◆ **Document excerpt**:

· · · · ·

Thermodynamic Metabolic Flux Analysis with Consistent Handling of Errors in the Estimates from the Component Contribution Method | AIChE

Thermodynamic Metabolic Flux Analysis with Consistent Handling of Errors in the Estimates from the Component Contribution Method

Authors 

Mahamkali, V. - Presenter, Australian Institute for Bioengineering and Nanotechnology
Valgepea, K., The University of Queensland
McCubbin, T., University of Queensland
Marcellin, E., The University of Queensland
Nielsen, L. K., Australian Institute for Bioenegineering and Nanotechnology
Thermodynamic metabolic flux balance analysis (TMFA) is used extensively in genome scale metabolic modeling to obtain thermodynamically consistent flux and metabolic concentration profiles. TMFA involves the use of thermodynamic constraints to avoid thermodynamically infeasible solutions and provides information about free energy change of reactions as well as the range of metabolite activity. The current best method for estimating standard Gibbs energy of reaction (ΔrG0) uses the component contribution method combining reactant and group contribution methods. The estimates of ΔrG0 are associated with an error, which is calculated from errors on the individual reactant and group contributions.

· · · · ·

◆ **Material shown**:
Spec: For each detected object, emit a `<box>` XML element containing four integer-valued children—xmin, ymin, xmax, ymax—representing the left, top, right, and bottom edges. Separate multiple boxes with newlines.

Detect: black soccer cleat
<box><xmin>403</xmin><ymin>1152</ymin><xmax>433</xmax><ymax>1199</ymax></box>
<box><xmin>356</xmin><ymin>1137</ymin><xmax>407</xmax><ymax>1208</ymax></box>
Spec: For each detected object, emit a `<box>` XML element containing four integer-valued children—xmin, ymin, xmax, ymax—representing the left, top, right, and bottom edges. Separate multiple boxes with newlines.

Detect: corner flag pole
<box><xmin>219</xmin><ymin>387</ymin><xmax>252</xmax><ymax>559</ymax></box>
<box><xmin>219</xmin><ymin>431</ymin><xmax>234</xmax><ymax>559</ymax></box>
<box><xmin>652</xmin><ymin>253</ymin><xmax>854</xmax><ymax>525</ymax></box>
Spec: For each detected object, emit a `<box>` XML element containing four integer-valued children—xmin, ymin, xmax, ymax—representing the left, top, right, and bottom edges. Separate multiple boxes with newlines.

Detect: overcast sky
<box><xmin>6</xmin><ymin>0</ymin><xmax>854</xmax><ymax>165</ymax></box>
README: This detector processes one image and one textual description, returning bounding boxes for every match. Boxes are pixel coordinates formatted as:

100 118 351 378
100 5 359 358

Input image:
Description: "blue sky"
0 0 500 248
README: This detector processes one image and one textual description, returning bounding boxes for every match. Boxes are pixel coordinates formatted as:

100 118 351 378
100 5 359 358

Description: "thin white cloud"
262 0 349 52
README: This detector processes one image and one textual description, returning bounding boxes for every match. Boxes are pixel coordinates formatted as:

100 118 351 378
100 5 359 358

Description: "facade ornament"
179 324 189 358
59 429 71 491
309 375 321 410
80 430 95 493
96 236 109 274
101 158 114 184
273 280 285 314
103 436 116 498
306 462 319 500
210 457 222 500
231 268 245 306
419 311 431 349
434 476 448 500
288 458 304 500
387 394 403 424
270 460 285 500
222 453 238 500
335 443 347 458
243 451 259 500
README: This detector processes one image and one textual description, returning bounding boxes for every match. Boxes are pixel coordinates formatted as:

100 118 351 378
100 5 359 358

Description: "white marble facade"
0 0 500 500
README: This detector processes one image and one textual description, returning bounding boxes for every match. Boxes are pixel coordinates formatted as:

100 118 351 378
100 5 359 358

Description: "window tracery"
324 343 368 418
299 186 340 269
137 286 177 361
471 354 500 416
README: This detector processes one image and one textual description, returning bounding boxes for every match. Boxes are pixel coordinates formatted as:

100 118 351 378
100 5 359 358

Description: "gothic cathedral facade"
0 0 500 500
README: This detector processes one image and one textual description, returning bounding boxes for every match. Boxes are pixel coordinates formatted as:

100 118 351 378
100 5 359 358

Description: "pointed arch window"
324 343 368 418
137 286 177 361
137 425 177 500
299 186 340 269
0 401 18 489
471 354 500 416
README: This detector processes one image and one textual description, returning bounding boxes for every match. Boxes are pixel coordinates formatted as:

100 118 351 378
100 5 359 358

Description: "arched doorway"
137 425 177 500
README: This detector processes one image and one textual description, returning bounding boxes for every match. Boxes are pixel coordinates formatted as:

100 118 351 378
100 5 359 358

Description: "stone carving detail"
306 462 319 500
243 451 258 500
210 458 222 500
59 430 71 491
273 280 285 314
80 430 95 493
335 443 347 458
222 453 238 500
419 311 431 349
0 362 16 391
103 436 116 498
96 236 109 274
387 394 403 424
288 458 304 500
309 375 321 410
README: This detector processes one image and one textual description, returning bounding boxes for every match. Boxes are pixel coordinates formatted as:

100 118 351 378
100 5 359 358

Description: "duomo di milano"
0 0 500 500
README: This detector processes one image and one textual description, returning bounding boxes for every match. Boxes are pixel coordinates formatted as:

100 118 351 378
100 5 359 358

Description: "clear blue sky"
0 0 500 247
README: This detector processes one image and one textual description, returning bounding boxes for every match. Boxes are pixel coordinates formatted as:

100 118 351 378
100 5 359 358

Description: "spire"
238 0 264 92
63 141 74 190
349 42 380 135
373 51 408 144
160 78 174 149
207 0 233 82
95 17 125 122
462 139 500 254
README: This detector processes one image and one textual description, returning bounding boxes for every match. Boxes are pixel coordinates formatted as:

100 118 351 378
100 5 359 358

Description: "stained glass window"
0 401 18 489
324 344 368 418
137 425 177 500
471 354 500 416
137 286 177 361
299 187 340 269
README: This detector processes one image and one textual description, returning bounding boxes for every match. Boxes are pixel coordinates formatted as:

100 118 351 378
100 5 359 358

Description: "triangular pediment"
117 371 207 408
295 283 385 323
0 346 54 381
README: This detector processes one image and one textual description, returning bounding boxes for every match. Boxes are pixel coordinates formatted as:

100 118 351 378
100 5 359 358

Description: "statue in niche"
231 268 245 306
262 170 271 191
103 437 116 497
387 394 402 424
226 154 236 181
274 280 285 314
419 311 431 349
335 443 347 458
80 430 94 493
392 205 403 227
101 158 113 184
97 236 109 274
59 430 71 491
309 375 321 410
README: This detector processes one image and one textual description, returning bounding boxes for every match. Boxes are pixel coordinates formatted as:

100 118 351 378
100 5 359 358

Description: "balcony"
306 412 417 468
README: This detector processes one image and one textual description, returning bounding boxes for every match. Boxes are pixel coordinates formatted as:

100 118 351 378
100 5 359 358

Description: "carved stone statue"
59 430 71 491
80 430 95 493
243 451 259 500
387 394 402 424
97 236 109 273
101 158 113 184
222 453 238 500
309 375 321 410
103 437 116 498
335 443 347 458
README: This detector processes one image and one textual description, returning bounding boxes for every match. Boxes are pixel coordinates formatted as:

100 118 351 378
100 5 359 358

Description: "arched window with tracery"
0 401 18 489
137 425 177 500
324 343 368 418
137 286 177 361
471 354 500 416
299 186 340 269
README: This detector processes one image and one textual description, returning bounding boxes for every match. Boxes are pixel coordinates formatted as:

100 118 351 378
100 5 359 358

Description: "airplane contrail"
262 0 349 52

· · · · ·

◆ **Work to complete**:
1) In the abstract on thermodynamic metabolic flux analysis, which two methods does the component contribution method combine?
2) Resume the abstract on thermodynamic metabolic flux analysis, picking up right after its final sentence.

◆ **Answers by task**:
1) The reactant and group contribution methods.

2)
Recent implementations of TMFA allow for the error in the estimates by allowing each individual ΔrG0 to vary independently within its estimated confidence. However, this is not the correct treatment as the individual ΔrG0 are not independent; they share reactant and group contributions. Allowing them to vary independently will inevitably result thermodynamic inconsistencies, where closed loops have non-zero ΔG. This problem was resolved by returning to the original TMFA formulation, where the error was allowed in the individual groups and then identically propagated to all ΔrG0. Using the component method, this approach is here expanded by allowing for errors in both reaction and group contributions (each is allowed with their respective confidence ellipsoid) and then propagating the adjusted estimates correctly to all ΔrG0. The method is made available as an OpenCobra function.